- _EXTRAIT_:
>>

Mais le rêve de mon père devant cette petite école de campagne n’est encore que virtuel, car comme je le disais en 1980 nous n’avons toujours pas d’enfants. Choix qu’on ne peut dire raisonné, mais c’est sciemment que nous continuons à vivre nos découvertes et notre construction de la vie à deux seuls. Cette optique vaguement hédoniste et nécessairement égoïste nous apparaîtra un jour réductrice et dangereuse. Nous prendrons conscience alors qu’il est dans la nature de l’amour de donner, d’élargie son d’action, donc de procréer.
En attendant, je cherche du travail. La proximité de la ville de Cognac nous avait quelque peu réconfortés lors de notre installation en ces lieux reculés. Il nous semblait que la quantité de maisons de négoces, d’entreprises liées à l’activité des spiritueux, était rassurante, et devait m’offrir des débouchés en lien avec mes études et mon niveau universitaire. Nous étions d’une naïveté déconcertante, et a posteriori nous avons compris qu’ici plus qu’ailleurs, trouver du travail sans relations relevait de la plus pure utopie. Celles que nous fîmes intervenir étaient obsolètes ou insuffisantes, sans doute le sont-elles toutes. Je commençais à désespérer, et allais même jusqu’à faire bénévolement des traductions franco-italienne et vice versa pour l’organisme manitou du secteur, le Bureau International du Cognac, espérant, en vain, qu’on m’en serait un jour reconnaissant. Une telle candeur a de quoi faire sourire les gens du cru, et sans doute furent-ils ravis de cette aubaine inespérée, sans jamais se sentir à mon égard la moindre obligation, j’étais par trop simplette dans mes attentes !

<<

- _VOTRE OBJECTIF_: Recopiez dans l'extrait le passage qui va de « Mais le rêve » à « donc de procréer. », ces deux segments compris.

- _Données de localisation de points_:

>>

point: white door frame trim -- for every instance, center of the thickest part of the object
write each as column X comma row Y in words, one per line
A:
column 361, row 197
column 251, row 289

<<

- _RÉPONSE RÉDIGÉE_:
Mais le rêve de mon père devant cette petite école de campagne n’est encore que virtuel, car comme je le disais en 1980 nous n’avons toujours pas d’enfants. Choix qu’on ne peut dire raisonné, mais c’est sciemment que nous continuons à vivre nos découvertes et notre construction de la vie à deux seuls. Cette optique vaguement hédoniste et nécessairement égoïste nous apparaîtra un jour réductrice et dangereuse. Nous prendrons conscience alors qu’il est dans la nature de l’amour de donner, d’élargie son d’action, donc de procréer.